You're lucky, your brother and your friend are teaching you hard lessons you now won't have to learn yourself. You're at or coming up on an age where you will be presented with difficult choices, so think about this:

Everytime you've had "just a couple" and you get behind the wheel, or a buddy says "let's go into that person's house" or someone passes you a joint, reach into your wallet, and pull out the little card you are going to make for yourself after this post and read it: "Will what I do next possibly prevent me from hunting for a year, or the rest of my life?"

Hunting should be the least of your concerns in those situations, but is an excellent place to start, because if you can prevent your firearm rights from being taken away, you can also preserve your freedom, your life, and possibly the lives of others.

From a guy who's seen a lot of this stuff, and is not perfect by any means, I hope your future is bright and filled with many positive experiences in the outdoors and with your family and friends!


----------



## sierra03 (Jan 27, 2005)

7outof10 said:


> lol i dint know i made that many spelling mistakes i dint bother reading it before i posted it and to answer your ? my computer is crappy it dose not have spell check and thats why i don't use the sn worlds best speller........ but i don't really care how many spelling mistakes i make ..........i would rather have 4 boxes of Dakota decoys then a new computer....so that is what i did about 4 days ago


I would be willing to bet you would have a tough time in the 2nd grade. It's tough to analyze what you are trying to say. What was your brother's offense?


----------



## varmit b gone (Jan 31, 2008)

Speling ise hiss besst subgect


----------



## cwoparson (Aug 23, 2007)

> Speling ise hiss besst subgect


Why don't you people knock it off. You don't know what his problem is. It could just as easily be something not even connected with education.


----------



## Plainsman (Jul 30, 2003)

I was going to ignore this post, but felt compelled to complement three people. I must second the post by hunting1. I must also say that njsimonsons's was very good, take it to heart and your life will be much better for it. Lastly I must also agree with cwoparson. We don't know the struggles of others and I would hate to see someone with dyslexia or a comparable problem face public criticism. I was thinking the same thing as most of you until cwoparsons post so this isn't a holier than thou comment.


----------



## sierra03 (Jan 27, 2005)

■ SET EXERCISE 1
Return the stretch of the forum thread from "Everytime you've had" through "lives of others.".
■ SET EXERCISE 2
Answer these questions on the forum thread.
(a) What question is the card in the first post meant to carry?
(b) What would 7outof10 rather have than a new computer?
(c) Which three people does Plainsman compliment?
The items come from a separate source.

(Entries from a point annotation set)
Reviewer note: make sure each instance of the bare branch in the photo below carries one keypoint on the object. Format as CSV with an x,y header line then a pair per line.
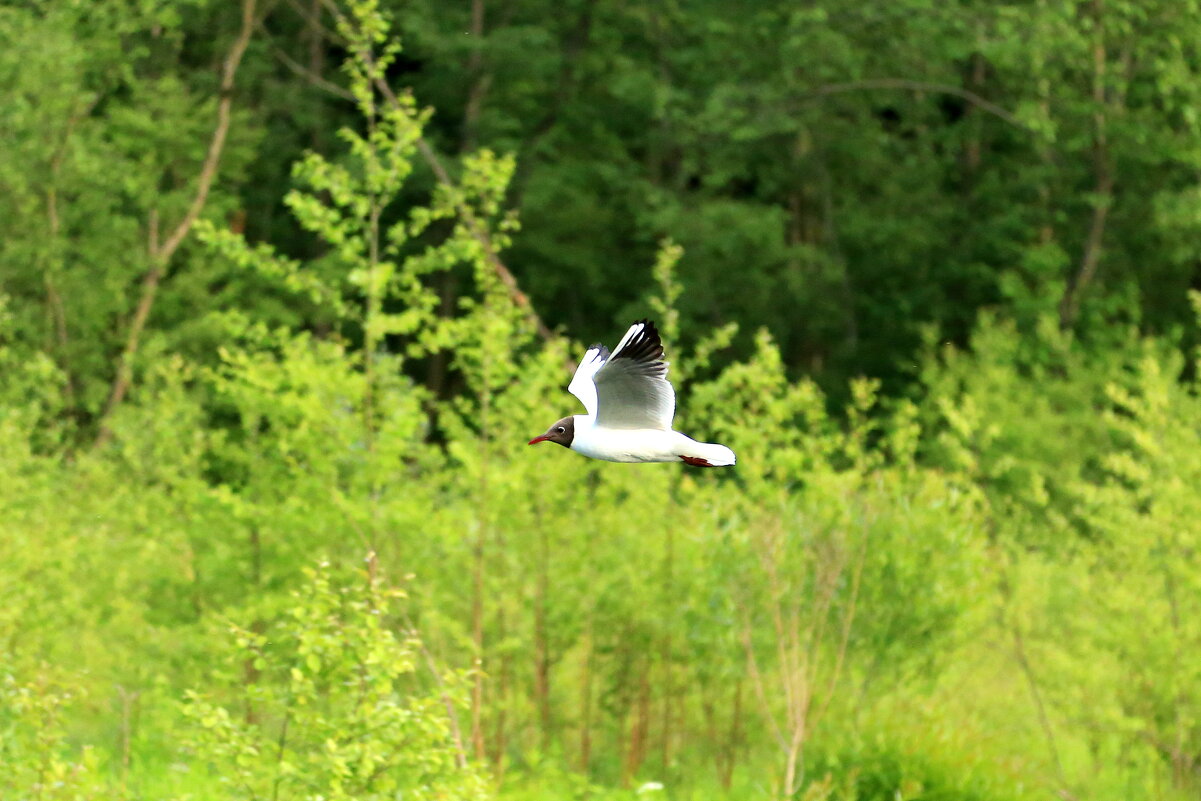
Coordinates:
x,y
478,231
921,85
160,255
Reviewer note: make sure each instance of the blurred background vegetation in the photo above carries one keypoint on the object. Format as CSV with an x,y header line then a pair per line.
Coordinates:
x,y
286,285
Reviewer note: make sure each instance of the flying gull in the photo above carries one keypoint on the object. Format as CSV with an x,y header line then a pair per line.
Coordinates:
x,y
631,404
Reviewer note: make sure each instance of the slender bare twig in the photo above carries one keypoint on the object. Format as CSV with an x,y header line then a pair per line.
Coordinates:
x,y
478,231
160,255
1091,257
906,84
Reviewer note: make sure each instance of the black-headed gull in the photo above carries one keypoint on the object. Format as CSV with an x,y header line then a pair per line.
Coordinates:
x,y
631,404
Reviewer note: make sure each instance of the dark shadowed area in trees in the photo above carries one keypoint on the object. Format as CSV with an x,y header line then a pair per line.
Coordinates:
x,y
286,286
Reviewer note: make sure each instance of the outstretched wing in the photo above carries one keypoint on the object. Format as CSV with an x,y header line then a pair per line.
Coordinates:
x,y
581,382
632,386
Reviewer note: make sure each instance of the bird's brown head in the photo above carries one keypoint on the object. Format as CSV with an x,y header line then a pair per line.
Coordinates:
x,y
562,432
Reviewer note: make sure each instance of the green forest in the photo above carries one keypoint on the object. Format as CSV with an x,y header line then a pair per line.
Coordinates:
x,y
286,286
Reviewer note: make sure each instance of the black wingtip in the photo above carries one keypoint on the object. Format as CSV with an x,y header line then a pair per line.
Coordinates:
x,y
644,346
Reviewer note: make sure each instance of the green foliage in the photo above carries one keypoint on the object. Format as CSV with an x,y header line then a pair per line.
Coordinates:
x,y
326,712
958,559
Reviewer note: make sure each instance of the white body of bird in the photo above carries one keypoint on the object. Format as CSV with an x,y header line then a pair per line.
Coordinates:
x,y
643,444
631,405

■ CORRECT RESPONSE 1
Everytime you've had "just a couple" and you get behind the wheel, or a buddy says "let's go into that person's house" or someone passes you a joint, reach into your wallet, and pull out the little card you are going to make for yourself after this post and read it: "Will what I do next possibly prevent me from hunting for a year, or the rest of my life?"

Hunting should be the least of your concerns in those situations, but is an excellent place to start, because if you can prevent your firearm rights from being taken away, you can also preserve your freedom, your life, and possibly the lives of others.

■ CORRECT RESPONSE 2
(a) "Will what I do next possibly prevent me from hunting for a year, or the rest of my life?"
(b) 4 boxes of Dakota decoys
(c) hunting1, njsimonsons, and cwoparson